*TASK MATERIAL:*
******

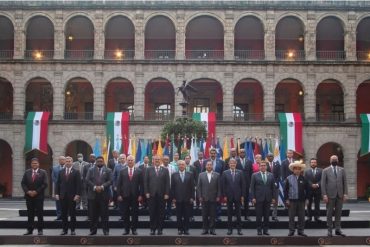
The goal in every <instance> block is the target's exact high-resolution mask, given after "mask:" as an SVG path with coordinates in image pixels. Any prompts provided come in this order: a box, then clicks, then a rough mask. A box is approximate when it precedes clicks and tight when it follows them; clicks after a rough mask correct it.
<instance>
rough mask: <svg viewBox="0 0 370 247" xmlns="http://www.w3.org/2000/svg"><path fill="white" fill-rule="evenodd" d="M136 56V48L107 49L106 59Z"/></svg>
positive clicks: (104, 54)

******

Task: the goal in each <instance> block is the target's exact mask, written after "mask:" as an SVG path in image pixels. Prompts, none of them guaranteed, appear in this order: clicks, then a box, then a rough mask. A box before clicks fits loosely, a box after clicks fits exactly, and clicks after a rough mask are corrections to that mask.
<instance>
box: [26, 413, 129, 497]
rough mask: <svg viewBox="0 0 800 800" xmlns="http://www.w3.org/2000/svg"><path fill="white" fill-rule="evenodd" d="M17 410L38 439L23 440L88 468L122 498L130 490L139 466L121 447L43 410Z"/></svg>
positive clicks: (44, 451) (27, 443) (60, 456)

******

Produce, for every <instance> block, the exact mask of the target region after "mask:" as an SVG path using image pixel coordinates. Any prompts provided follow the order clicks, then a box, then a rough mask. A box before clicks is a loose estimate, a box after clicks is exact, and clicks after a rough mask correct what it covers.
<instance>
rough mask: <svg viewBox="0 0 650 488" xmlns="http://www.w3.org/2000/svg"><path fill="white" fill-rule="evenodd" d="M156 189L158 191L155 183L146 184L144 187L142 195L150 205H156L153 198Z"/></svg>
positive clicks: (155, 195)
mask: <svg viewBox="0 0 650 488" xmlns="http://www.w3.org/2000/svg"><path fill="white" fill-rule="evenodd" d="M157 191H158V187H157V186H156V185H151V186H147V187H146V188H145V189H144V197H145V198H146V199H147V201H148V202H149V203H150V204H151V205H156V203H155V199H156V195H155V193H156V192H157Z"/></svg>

******

*TASK:*
Reproduce the lines above, beginning at the line with "Task: the goal" and stopping after the line with "410L38 439L23 440L88", exactly as they are.

*EXPECTED ANSWER:*
Task: the goal in each <instance> block is the target's exact mask, written after "mask:" as an SVG path in image pixels. Prompts, none of them guaranteed, appear in this order: clicks, then a box, then a rough mask. A box before clicks fits loosely, a box after clicks fits exactly, and clicks after a rough mask are corrections to that mask.
<instance>
box: [26, 413, 129, 497]
rough mask: <svg viewBox="0 0 800 800" xmlns="http://www.w3.org/2000/svg"><path fill="white" fill-rule="evenodd" d="M17 410L38 439L23 440L88 468L122 498L130 490L139 466L121 447L43 410Z"/></svg>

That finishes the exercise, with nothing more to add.